**Problem statement**
Rewrite the entries from their start through the line containing "column 412, row 3", swapping "innermost" for "most central" and keeping everything else the same.

===== Material supplied

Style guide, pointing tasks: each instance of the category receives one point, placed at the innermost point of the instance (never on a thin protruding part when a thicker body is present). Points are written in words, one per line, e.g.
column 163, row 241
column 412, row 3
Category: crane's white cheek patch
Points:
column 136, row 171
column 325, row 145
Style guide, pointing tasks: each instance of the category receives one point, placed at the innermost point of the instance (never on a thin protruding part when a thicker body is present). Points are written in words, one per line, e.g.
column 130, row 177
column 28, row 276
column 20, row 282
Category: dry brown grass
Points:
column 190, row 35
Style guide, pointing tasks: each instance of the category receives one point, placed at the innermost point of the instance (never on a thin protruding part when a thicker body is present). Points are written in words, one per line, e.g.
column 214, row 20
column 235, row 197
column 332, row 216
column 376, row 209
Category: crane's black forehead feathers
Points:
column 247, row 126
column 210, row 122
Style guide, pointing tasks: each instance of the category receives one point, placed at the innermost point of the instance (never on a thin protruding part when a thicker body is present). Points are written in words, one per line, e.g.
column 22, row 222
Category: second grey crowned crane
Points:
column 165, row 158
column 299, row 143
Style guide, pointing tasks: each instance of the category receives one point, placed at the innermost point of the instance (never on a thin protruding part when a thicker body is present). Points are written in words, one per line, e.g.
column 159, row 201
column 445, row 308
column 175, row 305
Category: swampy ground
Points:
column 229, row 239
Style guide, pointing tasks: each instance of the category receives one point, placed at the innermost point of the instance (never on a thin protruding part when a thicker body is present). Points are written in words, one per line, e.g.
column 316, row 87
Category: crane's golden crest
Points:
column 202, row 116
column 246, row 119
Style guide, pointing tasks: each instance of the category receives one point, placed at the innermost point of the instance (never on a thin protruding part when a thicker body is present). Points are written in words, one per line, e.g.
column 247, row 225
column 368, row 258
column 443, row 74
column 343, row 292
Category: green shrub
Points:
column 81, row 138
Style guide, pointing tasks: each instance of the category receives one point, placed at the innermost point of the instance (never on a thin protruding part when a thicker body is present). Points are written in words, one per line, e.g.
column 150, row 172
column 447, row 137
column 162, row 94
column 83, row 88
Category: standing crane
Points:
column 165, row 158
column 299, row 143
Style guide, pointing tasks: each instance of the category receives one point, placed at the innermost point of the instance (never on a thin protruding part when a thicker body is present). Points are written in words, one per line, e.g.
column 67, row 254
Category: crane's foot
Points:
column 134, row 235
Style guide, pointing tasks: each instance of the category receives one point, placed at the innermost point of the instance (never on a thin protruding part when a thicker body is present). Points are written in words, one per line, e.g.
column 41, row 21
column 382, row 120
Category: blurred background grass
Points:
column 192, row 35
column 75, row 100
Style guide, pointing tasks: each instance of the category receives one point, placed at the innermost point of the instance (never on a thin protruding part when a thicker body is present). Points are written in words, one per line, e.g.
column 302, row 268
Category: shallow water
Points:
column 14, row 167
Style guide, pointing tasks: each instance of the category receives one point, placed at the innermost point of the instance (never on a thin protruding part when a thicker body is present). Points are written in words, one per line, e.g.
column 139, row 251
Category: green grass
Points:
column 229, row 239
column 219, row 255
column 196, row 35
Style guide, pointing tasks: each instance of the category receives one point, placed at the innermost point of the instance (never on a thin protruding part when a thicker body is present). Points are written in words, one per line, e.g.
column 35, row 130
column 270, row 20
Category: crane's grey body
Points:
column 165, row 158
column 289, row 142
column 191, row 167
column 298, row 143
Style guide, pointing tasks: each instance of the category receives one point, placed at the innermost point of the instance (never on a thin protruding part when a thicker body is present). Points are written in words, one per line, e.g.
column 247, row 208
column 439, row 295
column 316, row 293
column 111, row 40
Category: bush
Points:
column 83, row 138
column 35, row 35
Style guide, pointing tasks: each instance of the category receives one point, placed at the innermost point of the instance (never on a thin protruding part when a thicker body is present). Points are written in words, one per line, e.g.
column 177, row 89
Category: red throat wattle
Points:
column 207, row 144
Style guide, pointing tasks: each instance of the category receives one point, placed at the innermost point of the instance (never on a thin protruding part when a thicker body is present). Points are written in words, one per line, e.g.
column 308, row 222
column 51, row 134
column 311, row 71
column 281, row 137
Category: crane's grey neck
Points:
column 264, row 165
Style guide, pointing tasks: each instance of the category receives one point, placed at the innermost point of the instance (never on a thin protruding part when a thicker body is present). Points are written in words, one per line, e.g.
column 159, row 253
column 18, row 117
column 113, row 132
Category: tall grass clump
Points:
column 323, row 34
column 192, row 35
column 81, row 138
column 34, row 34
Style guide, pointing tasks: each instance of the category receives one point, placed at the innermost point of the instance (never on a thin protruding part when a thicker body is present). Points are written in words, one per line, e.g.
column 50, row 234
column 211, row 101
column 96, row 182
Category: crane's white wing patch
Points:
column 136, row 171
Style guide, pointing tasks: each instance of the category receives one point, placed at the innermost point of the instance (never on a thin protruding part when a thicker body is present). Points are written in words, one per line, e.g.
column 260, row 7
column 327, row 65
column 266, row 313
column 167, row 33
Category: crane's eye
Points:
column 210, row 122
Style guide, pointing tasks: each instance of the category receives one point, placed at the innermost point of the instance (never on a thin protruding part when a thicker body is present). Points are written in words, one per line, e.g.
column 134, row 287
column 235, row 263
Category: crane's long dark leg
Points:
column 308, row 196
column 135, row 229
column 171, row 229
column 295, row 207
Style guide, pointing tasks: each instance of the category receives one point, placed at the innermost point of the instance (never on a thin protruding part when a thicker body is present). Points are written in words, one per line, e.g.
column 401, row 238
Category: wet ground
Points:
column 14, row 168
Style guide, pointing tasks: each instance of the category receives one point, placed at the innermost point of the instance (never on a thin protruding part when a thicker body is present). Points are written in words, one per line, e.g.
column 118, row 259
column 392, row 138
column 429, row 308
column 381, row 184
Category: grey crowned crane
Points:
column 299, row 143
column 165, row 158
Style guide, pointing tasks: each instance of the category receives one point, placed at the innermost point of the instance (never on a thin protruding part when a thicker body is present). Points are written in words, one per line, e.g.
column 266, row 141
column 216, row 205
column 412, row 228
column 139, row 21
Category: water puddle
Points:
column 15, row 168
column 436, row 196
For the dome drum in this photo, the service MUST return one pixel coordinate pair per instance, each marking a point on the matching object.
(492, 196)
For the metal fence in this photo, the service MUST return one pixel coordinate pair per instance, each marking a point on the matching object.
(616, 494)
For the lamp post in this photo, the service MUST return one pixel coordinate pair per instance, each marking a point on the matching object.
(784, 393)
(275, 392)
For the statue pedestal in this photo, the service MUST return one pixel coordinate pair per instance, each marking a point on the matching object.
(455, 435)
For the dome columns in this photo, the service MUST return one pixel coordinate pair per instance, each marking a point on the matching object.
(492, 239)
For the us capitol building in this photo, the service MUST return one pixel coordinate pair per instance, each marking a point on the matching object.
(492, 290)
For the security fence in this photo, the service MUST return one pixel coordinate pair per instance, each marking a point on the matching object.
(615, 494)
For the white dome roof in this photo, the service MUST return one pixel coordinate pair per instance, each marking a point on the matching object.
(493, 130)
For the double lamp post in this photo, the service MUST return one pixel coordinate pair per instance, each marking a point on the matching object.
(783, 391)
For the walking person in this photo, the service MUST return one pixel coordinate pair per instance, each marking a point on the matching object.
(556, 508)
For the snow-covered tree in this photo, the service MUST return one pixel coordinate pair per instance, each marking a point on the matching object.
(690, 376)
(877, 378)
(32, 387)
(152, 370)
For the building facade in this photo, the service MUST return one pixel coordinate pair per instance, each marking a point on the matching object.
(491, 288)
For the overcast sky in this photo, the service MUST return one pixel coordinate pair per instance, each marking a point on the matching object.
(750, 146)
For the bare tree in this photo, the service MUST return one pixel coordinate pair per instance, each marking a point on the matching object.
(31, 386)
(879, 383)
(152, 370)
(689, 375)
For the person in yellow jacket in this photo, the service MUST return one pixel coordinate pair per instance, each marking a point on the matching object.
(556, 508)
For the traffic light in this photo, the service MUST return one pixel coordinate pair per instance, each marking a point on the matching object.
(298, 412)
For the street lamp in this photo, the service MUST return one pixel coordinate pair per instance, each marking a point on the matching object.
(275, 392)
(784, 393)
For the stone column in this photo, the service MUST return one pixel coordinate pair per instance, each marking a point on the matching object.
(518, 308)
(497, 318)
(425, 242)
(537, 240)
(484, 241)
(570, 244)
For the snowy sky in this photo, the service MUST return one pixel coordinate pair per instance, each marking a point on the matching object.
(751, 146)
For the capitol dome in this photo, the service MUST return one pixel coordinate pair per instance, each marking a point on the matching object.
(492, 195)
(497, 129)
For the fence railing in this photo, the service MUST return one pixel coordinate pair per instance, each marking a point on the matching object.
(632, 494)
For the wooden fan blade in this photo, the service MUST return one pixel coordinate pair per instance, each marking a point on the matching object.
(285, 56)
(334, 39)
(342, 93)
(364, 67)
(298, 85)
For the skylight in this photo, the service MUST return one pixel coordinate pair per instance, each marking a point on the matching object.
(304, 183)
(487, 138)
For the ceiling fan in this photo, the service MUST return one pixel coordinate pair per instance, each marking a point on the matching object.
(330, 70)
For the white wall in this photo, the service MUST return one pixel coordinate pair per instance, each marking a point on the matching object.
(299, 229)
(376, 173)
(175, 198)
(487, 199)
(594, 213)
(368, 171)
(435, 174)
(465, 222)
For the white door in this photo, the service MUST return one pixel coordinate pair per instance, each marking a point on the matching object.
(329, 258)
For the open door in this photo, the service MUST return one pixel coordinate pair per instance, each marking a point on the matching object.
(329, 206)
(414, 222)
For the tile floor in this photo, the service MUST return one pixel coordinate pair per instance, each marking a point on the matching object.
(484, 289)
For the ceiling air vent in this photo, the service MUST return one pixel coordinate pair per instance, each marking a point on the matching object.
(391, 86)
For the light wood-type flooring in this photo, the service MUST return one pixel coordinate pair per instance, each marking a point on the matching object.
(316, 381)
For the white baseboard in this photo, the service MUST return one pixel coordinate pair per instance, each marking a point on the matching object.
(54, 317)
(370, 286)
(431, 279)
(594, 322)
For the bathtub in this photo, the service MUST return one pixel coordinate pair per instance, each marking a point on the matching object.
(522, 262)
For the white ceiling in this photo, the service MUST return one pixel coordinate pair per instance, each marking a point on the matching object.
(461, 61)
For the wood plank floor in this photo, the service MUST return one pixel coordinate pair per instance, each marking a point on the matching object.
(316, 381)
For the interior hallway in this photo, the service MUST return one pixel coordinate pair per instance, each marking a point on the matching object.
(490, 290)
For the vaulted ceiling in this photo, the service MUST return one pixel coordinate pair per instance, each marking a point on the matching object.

==========

**Task solution**
Style guide, pointing tasks: each instance of the category receives one point, placed at the most central point of the instance (never on a thin protruding part when a thicker body is present). Points are written in words, one per line, e.g.
column 163, row 241
column 412, row 3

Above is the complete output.